SOURCE DOCUMENT.

┏━━

In recent years, shortages of snake antivenom have plagued South Africa and much of the globe. Even when antivenom is available, potentially serious side effects often limit its use. Jesse Copelyn unpacks the fascinating details behind the antivenom products that might save your life and takes a look at a promising experimental treatment.
Every day, somewhere between 220 and 380 people die from snakebite around the world, yet according to Doctors Without Borders (MSF) the problem remains "chronically underfunded and neglected".
MSF's senior advisor on neglected tropical diseases, Koert Ritmeijer, tells Spotlight that in 2019 the World Health Organization (WHO) committed to halve the number of snakebite deaths by 2030. But this hasn't been followed by any significant support from donor countries or philanthropic foundations, he says, with programmes that aim to "increase patients' access to antivenoms [remaining] very underfunded".

┗━━

STUDY MATERIAL.

┏━━

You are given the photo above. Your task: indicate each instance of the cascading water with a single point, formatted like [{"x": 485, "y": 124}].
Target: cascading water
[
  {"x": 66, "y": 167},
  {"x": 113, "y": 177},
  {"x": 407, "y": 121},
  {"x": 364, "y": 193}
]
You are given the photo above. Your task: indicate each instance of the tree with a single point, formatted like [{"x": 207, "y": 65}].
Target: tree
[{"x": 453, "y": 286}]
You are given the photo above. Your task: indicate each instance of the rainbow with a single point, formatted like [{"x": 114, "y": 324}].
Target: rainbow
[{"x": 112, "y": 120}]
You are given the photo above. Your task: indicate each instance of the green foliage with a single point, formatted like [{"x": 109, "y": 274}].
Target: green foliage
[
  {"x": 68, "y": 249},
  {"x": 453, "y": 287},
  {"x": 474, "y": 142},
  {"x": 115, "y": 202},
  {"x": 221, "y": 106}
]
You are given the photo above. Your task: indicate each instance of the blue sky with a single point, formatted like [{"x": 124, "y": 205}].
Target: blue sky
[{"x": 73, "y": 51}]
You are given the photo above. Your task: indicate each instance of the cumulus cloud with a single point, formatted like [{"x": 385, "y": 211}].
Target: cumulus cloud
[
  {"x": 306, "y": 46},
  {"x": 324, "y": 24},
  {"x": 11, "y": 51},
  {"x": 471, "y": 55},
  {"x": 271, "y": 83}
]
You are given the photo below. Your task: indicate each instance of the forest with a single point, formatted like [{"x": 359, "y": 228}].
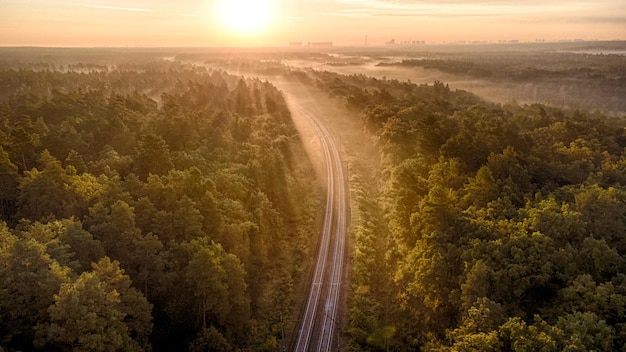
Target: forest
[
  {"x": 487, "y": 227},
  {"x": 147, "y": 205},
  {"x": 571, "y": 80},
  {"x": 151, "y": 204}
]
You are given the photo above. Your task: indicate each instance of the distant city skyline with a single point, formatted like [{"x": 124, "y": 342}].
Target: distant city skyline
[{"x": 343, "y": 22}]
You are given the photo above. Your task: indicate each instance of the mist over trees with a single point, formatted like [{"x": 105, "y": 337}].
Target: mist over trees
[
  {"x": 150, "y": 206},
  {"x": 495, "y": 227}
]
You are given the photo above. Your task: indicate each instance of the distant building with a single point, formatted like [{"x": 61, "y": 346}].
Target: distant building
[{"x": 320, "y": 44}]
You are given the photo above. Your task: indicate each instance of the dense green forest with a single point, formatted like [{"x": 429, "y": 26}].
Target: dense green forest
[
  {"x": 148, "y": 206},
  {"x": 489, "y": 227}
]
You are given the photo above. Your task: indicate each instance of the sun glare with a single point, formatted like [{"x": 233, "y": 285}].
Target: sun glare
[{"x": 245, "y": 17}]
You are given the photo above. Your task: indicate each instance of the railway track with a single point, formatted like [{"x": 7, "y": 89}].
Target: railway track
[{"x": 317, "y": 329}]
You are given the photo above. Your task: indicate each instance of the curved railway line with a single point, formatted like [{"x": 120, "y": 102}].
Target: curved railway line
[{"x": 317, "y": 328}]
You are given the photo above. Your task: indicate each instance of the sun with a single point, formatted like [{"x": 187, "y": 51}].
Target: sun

┗━━

WHAT IS EXPECTED.
Write out, word for word, the part of the antivenom article that opens with the words containing "In recent years, shortages" and closes with "promising experimental treatment.".

RESULT FOR THIS EXERCISE.
In recent years, shortages of snake antivenom have plagued South Africa and much of the globe. Even when antivenom is available, potentially serious side effects often limit its use. Jesse Copelyn unpacks the fascinating details behind the antivenom products that might save your life and takes a look at a promising experimental treatment.